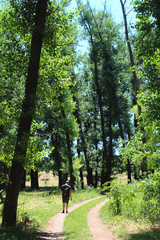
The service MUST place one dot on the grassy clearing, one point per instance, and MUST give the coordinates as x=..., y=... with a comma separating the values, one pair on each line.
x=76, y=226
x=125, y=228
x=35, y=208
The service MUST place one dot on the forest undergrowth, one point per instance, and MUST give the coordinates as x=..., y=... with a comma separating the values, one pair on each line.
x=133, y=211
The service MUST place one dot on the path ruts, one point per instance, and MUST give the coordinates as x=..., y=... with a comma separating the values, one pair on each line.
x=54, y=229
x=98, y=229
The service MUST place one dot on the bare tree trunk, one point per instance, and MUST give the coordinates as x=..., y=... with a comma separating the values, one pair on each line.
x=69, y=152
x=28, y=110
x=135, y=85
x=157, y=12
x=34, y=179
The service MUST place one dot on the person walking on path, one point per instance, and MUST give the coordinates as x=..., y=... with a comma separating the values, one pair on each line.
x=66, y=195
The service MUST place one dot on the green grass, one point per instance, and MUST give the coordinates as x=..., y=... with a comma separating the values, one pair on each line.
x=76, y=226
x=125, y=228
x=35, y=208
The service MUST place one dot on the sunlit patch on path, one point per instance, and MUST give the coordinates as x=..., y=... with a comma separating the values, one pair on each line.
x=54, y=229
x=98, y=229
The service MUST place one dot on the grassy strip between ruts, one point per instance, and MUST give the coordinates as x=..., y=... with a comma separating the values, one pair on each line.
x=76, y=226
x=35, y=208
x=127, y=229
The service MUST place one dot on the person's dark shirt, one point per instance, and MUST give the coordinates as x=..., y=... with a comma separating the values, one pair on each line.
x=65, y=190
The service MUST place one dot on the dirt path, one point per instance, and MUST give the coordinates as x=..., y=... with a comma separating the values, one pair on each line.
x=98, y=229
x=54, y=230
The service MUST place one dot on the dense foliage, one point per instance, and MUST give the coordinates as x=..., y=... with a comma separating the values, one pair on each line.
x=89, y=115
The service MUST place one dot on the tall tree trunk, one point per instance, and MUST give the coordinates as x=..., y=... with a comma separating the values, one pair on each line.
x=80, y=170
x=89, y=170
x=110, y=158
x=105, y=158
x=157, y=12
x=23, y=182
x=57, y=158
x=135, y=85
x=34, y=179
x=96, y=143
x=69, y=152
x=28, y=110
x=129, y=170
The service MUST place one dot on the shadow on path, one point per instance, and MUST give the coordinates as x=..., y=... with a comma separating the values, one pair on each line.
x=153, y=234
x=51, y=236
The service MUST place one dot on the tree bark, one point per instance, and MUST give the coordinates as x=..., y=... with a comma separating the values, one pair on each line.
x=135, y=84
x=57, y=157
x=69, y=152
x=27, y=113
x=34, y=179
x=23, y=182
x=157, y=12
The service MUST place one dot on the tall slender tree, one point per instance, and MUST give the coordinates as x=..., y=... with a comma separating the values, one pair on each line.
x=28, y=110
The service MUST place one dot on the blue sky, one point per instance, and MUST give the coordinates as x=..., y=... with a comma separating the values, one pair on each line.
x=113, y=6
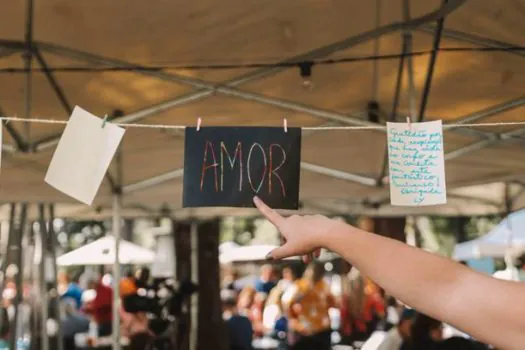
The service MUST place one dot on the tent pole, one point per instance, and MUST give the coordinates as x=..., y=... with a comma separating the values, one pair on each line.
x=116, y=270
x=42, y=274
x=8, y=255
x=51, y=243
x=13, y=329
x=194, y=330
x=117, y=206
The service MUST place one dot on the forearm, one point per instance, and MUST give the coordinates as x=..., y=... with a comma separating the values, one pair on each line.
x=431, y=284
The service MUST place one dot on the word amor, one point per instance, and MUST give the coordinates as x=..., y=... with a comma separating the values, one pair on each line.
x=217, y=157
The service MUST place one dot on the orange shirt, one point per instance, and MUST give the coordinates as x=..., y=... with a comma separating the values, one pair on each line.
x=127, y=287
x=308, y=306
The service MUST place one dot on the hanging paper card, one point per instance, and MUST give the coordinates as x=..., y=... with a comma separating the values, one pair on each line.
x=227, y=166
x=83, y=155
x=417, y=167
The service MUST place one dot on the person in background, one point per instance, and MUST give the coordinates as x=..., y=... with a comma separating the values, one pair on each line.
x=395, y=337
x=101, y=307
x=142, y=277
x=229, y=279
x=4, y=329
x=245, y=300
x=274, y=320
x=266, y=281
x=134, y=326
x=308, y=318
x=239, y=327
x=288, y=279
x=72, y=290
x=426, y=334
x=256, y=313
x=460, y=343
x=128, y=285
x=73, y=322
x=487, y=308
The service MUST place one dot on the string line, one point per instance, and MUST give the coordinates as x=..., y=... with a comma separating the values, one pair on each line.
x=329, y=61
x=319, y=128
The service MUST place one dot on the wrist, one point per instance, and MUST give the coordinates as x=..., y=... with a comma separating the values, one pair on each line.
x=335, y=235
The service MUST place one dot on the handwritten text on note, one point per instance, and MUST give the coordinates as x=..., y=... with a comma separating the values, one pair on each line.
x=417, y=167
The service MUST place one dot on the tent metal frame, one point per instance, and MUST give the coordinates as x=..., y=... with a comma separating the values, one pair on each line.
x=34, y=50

+===+

* EXERCISE DETAILS *
Rewrite the items above from the line with "The service MUST place one dot on the tree" to the line with "x=431, y=284", requests included, multiplying every coordinate in the answers by 0.45 and rounding to whole numbers, with halves rounded up. Leave the pictures out.

* SOLUTION TO THIS EXERCISE *
The service MUST place one dot on the tree bark, one point per instance, and MUST give the coordinates as x=..., y=... with a comma separating the values, one pair on each line.
x=61, y=38
x=26, y=71
x=31, y=68
x=12, y=51
x=15, y=81
x=10, y=82
x=71, y=5
The service MUST place one dot on the tall slender tree, one point per instance, and MUST give the coordinates as x=..., y=... with a comma separating the values, one pair on each line.
x=13, y=50
The service MUST place one dot on the blue sky, one point per instance, and MUST give the coordinates as x=..., y=... with a comma separating the values, one pair on each line.
x=51, y=3
The service MUST place one dot on the tent pole, one point per instance, and MUST give the coordinates as x=..., y=... with a comma separating the values, one pair on each line.
x=52, y=122
x=19, y=123
x=4, y=115
x=23, y=109
x=6, y=148
x=87, y=149
x=53, y=93
The service MUST place one dot on the forearm, one point per instance, and MUST give the coordinates as x=..., y=... with a comma separating the values, one pair on each line.
x=194, y=128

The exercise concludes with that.